TASK DETAILS:
Echo back the lines in the entries below from the line with "of the cfmoto" to the line with "x=200, y=350", including both of those lines.

MATERIAL PROVIDED:
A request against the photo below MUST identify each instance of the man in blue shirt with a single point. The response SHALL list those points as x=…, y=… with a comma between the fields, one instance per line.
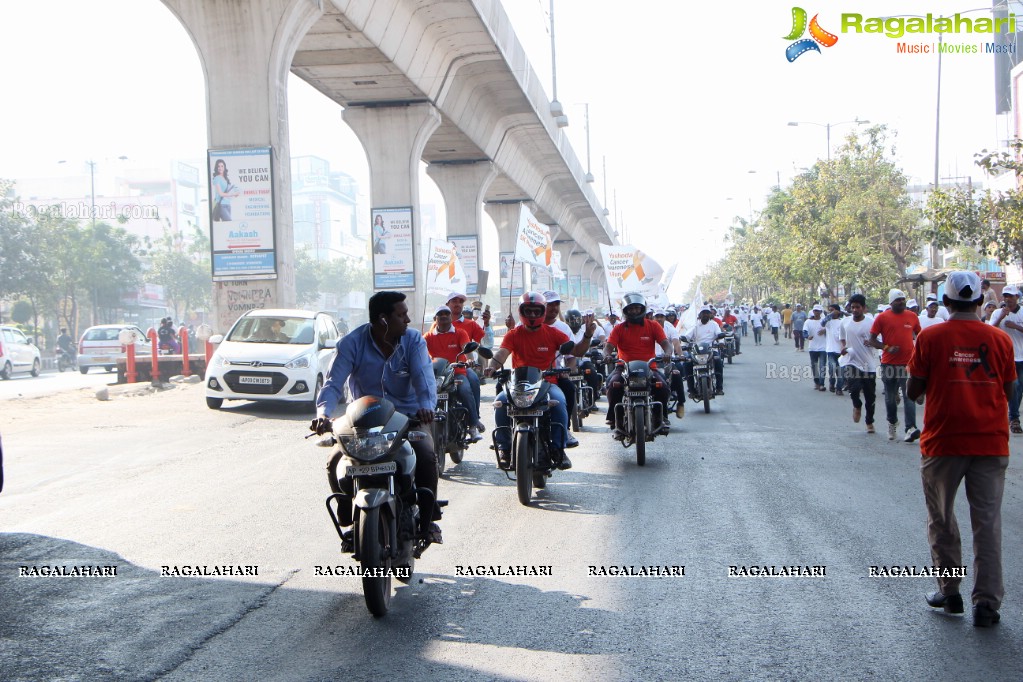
x=387, y=359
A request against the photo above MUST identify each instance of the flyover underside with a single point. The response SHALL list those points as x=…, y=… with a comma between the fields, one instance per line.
x=359, y=54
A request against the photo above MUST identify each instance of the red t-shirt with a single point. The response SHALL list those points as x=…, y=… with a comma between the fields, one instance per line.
x=446, y=346
x=636, y=343
x=472, y=329
x=896, y=330
x=966, y=364
x=533, y=349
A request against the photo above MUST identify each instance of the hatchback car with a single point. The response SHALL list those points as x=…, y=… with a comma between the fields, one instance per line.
x=17, y=354
x=272, y=355
x=100, y=347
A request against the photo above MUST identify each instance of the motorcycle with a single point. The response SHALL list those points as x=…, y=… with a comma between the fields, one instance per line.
x=371, y=473
x=65, y=360
x=728, y=343
x=702, y=357
x=531, y=455
x=638, y=418
x=451, y=428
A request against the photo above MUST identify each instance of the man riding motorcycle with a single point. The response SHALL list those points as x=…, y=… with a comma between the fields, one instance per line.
x=634, y=339
x=445, y=341
x=387, y=359
x=534, y=344
x=706, y=331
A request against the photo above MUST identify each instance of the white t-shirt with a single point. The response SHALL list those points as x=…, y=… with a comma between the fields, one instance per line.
x=833, y=338
x=1015, y=334
x=814, y=342
x=855, y=334
x=926, y=321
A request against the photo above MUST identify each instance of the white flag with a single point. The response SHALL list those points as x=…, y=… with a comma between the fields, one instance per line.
x=533, y=243
x=444, y=271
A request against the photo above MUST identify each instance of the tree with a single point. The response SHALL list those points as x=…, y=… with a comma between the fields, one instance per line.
x=990, y=221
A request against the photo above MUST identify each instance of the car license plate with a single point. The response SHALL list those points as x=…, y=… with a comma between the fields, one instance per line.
x=371, y=469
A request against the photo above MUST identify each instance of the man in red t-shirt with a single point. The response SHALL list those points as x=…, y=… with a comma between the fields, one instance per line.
x=634, y=339
x=897, y=327
x=534, y=344
x=967, y=369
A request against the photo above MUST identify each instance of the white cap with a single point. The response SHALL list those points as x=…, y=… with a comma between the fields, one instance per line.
x=963, y=285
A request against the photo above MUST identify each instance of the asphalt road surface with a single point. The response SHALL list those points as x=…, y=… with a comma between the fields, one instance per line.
x=776, y=474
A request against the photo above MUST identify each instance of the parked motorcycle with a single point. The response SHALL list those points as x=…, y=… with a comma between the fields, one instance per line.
x=702, y=357
x=638, y=418
x=371, y=473
x=532, y=453
x=451, y=428
x=65, y=360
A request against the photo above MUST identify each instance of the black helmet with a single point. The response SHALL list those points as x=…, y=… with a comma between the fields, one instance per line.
x=631, y=300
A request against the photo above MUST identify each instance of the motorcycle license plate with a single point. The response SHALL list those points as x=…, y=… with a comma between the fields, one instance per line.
x=371, y=469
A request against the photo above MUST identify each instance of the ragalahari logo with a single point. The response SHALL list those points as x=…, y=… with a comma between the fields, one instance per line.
x=817, y=35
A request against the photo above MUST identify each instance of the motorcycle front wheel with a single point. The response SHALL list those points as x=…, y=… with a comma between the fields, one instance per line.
x=372, y=544
x=523, y=467
x=639, y=424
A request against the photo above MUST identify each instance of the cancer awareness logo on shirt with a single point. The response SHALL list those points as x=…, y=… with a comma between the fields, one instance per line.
x=817, y=35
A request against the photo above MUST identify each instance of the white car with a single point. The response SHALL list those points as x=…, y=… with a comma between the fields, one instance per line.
x=100, y=347
x=272, y=355
x=17, y=354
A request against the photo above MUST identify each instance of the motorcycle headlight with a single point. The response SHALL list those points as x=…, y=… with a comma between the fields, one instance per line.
x=369, y=446
x=526, y=397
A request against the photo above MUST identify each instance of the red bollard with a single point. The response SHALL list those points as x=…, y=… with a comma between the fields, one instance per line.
x=183, y=335
x=151, y=333
x=130, y=372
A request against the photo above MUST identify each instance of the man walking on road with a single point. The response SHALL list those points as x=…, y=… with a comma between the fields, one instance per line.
x=1010, y=320
x=898, y=327
x=967, y=370
x=859, y=360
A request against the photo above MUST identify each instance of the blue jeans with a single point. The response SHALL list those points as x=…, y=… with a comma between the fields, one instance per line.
x=835, y=378
x=1014, y=404
x=893, y=377
x=558, y=414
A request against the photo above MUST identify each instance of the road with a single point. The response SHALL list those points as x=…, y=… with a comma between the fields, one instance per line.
x=776, y=474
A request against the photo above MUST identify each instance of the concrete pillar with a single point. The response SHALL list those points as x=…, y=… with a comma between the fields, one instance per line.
x=394, y=138
x=246, y=49
x=463, y=186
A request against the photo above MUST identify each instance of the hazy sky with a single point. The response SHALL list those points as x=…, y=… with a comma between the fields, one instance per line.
x=684, y=100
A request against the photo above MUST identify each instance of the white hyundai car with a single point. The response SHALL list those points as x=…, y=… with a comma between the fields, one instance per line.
x=282, y=355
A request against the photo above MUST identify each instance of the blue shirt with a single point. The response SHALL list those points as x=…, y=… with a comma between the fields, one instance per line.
x=406, y=378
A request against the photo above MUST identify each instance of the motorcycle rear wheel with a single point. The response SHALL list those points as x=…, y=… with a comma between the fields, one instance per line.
x=639, y=424
x=523, y=467
x=373, y=536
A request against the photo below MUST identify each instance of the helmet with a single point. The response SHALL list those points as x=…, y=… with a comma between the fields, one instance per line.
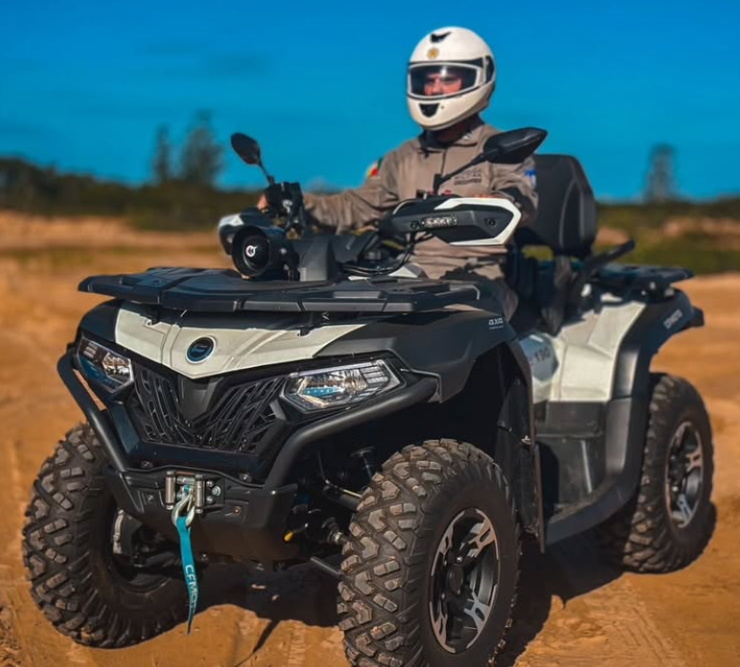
x=451, y=76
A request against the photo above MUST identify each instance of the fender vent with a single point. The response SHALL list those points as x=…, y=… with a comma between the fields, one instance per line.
x=237, y=420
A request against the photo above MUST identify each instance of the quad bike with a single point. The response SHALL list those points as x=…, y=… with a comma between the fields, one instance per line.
x=328, y=404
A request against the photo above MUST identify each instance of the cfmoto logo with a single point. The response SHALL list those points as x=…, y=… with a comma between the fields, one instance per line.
x=200, y=350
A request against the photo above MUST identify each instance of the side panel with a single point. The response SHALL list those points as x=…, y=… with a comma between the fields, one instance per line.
x=612, y=442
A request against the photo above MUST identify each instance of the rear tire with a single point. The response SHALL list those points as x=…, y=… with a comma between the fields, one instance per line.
x=67, y=548
x=669, y=522
x=431, y=567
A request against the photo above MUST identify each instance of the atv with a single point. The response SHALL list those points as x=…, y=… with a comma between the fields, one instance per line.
x=327, y=403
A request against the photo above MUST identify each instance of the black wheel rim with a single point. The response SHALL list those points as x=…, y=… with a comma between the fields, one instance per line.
x=684, y=474
x=464, y=580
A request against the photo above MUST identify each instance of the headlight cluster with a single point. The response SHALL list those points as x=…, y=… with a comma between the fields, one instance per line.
x=103, y=366
x=340, y=385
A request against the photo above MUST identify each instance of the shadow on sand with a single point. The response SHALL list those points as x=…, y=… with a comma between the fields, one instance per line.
x=568, y=570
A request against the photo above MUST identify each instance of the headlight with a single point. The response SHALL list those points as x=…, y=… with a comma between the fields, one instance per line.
x=341, y=385
x=103, y=366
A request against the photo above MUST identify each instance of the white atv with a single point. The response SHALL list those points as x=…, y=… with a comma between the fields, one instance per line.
x=395, y=431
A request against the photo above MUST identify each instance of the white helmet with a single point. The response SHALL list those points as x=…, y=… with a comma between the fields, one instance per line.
x=449, y=51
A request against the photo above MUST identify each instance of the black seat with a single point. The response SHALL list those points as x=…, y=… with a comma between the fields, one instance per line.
x=566, y=213
x=565, y=223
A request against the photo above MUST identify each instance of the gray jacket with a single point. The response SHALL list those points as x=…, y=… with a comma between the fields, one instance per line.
x=411, y=168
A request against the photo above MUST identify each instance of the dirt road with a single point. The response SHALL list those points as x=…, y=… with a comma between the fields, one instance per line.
x=574, y=611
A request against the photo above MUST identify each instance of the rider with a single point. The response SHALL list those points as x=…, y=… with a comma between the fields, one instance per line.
x=451, y=78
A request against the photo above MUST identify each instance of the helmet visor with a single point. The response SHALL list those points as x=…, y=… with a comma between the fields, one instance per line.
x=440, y=80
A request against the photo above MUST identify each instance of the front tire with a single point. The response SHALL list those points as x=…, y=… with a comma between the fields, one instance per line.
x=82, y=589
x=431, y=567
x=669, y=522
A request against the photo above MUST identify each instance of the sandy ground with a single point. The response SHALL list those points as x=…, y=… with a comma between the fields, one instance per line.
x=574, y=611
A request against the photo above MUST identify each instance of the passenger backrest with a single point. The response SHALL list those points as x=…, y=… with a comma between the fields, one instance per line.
x=566, y=213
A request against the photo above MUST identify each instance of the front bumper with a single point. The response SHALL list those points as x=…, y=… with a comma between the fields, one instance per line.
x=249, y=520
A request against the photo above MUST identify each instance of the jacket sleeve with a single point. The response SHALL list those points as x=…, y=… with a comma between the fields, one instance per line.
x=518, y=181
x=357, y=207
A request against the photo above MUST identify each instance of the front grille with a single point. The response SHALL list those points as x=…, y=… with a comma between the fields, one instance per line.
x=237, y=421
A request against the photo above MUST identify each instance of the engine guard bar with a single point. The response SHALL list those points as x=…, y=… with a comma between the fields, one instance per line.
x=97, y=420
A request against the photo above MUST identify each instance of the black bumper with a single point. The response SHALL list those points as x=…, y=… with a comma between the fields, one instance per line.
x=248, y=521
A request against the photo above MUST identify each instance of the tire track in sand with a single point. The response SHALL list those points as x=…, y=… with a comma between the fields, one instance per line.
x=625, y=625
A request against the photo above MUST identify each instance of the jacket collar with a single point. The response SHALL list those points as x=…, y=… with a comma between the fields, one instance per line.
x=429, y=144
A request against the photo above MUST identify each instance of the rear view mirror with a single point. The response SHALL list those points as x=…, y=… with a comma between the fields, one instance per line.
x=246, y=148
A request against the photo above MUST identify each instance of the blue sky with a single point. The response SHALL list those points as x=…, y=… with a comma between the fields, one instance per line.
x=84, y=85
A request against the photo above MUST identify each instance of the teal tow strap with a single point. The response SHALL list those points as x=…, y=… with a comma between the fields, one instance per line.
x=182, y=522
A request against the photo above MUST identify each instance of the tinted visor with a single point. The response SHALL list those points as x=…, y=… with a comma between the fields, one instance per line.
x=442, y=79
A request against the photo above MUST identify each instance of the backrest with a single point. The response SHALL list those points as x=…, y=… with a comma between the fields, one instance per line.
x=566, y=213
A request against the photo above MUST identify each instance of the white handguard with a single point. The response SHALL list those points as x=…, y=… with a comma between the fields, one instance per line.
x=493, y=202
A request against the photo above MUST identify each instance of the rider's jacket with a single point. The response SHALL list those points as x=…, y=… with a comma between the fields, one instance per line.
x=409, y=170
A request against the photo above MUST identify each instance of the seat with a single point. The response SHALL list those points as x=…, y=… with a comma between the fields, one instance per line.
x=566, y=213
x=566, y=224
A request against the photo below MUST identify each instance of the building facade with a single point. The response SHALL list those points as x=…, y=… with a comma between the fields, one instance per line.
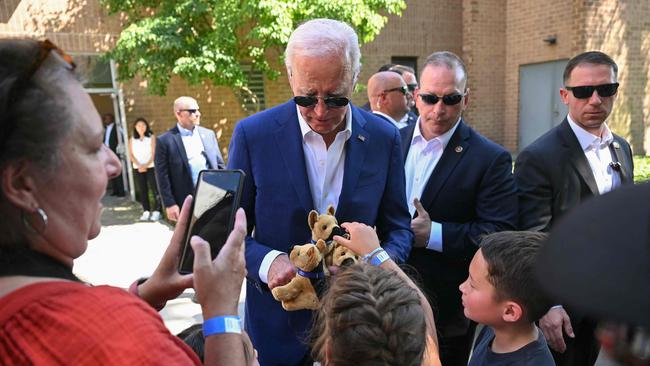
x=515, y=51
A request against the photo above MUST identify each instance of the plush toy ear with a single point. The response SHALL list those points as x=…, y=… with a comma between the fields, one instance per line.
x=313, y=216
x=321, y=245
x=330, y=210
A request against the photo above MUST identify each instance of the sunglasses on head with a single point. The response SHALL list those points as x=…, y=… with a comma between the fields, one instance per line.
x=190, y=111
x=401, y=89
x=451, y=99
x=330, y=102
x=586, y=91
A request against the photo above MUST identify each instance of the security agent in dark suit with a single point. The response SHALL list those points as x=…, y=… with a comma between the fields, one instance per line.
x=574, y=161
x=459, y=186
x=181, y=153
x=110, y=136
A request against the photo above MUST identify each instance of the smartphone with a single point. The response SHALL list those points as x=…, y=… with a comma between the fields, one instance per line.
x=216, y=199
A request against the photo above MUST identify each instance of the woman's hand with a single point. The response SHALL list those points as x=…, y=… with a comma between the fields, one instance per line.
x=166, y=283
x=218, y=282
x=363, y=238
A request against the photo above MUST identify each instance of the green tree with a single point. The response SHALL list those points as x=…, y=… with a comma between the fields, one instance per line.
x=209, y=40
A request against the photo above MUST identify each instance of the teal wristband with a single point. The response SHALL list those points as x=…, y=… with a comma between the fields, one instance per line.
x=379, y=258
x=366, y=258
x=222, y=324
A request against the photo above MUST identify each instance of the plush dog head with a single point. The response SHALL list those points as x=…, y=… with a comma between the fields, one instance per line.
x=343, y=256
x=307, y=257
x=324, y=226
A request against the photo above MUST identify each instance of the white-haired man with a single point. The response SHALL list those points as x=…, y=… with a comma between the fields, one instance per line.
x=315, y=150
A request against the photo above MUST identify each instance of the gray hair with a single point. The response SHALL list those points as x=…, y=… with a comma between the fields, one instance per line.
x=34, y=114
x=320, y=37
x=452, y=62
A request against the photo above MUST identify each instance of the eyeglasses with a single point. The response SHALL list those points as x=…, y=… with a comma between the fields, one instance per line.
x=22, y=82
x=190, y=111
x=401, y=89
x=451, y=99
x=586, y=91
x=330, y=102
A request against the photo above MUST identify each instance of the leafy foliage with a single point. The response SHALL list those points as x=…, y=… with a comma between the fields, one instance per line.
x=209, y=40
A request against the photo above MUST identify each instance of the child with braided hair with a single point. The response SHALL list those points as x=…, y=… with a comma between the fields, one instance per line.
x=373, y=314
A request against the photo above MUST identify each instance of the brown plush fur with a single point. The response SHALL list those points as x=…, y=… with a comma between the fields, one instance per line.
x=299, y=293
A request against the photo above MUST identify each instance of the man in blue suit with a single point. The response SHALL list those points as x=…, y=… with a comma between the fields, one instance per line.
x=313, y=151
x=181, y=153
x=459, y=186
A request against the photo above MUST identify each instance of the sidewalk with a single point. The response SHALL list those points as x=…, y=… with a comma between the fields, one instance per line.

EXERCISE ANSWER:
A request against the photo above MUST identify each instance of the cfmoto logo with a single point. The response SHALL list those points as x=…, y=… with a comma between the fields, one instance per line.
x=200, y=350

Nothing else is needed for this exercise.